• ACTION ITEM:
Which lines of the entries below hold the word "beak"? Report each of them.
*** Opening of DATA FOR THE TASK ***
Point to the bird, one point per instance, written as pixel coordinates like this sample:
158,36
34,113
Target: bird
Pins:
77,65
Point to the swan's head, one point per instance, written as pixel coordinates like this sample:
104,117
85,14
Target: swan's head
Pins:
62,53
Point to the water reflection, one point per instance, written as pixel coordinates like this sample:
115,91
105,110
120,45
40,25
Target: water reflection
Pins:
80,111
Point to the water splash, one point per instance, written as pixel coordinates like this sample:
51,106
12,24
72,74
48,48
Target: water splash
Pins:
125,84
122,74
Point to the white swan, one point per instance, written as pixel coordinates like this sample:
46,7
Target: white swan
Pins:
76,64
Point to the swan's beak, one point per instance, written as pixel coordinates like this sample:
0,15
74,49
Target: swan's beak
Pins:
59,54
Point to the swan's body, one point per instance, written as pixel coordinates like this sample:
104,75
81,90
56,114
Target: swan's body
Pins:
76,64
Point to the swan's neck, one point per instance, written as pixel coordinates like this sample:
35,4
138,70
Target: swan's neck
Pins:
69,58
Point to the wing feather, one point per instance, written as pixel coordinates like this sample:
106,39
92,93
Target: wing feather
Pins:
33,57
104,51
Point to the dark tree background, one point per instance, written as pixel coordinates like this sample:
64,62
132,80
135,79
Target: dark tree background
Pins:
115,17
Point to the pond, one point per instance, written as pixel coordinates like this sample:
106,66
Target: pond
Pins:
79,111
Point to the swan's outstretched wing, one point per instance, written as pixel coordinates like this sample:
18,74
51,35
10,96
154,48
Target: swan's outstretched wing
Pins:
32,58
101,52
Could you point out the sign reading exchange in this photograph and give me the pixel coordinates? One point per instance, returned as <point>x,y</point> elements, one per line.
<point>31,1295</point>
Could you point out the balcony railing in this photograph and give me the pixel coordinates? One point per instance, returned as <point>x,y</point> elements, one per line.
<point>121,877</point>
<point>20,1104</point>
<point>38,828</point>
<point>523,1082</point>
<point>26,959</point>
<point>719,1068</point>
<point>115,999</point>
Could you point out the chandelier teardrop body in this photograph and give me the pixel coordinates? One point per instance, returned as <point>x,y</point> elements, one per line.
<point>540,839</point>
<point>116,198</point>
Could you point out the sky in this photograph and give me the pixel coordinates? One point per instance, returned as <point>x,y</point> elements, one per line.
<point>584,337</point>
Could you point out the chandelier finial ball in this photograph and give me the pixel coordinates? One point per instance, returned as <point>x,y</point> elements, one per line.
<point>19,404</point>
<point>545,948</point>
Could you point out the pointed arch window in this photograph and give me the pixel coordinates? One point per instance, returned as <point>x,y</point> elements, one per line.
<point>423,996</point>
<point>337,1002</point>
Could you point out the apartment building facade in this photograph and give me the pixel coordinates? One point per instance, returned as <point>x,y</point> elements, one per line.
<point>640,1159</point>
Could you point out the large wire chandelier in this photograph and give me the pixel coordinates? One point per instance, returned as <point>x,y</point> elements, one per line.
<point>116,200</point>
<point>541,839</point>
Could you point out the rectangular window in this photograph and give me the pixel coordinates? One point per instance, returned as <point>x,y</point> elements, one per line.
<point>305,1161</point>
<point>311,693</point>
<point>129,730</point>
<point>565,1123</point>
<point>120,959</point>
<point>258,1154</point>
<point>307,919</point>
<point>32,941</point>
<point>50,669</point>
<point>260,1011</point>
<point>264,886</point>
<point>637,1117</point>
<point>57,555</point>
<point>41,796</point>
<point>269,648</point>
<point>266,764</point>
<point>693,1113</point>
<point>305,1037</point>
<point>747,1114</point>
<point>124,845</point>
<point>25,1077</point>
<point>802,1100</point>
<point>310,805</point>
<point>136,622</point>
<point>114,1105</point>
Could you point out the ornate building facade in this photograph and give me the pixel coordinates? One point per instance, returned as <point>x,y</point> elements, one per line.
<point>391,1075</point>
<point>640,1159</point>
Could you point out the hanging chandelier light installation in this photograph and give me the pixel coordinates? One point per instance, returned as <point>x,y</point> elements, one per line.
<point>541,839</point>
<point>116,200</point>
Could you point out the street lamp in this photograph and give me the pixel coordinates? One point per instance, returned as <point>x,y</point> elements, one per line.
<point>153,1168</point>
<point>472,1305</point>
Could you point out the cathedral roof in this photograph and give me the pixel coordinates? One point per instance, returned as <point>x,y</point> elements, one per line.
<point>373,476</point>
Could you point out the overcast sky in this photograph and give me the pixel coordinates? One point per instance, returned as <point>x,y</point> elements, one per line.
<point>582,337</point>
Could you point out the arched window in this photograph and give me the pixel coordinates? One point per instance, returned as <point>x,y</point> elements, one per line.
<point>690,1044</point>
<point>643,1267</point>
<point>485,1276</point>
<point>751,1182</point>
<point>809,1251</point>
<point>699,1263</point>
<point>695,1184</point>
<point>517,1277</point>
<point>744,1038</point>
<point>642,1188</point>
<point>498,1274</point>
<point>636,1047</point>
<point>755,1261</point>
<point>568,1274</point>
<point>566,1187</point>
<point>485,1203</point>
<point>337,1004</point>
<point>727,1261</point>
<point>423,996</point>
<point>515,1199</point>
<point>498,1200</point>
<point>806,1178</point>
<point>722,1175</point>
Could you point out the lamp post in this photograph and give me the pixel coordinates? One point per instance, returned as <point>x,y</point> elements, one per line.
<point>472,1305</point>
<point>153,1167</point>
*** Close of DATA FOR THE TASK ***
• RESPONSE BELOW:
Point to the swan's beak, one point per instance, written as pixel coordinates like this sample:
Target: swan's beak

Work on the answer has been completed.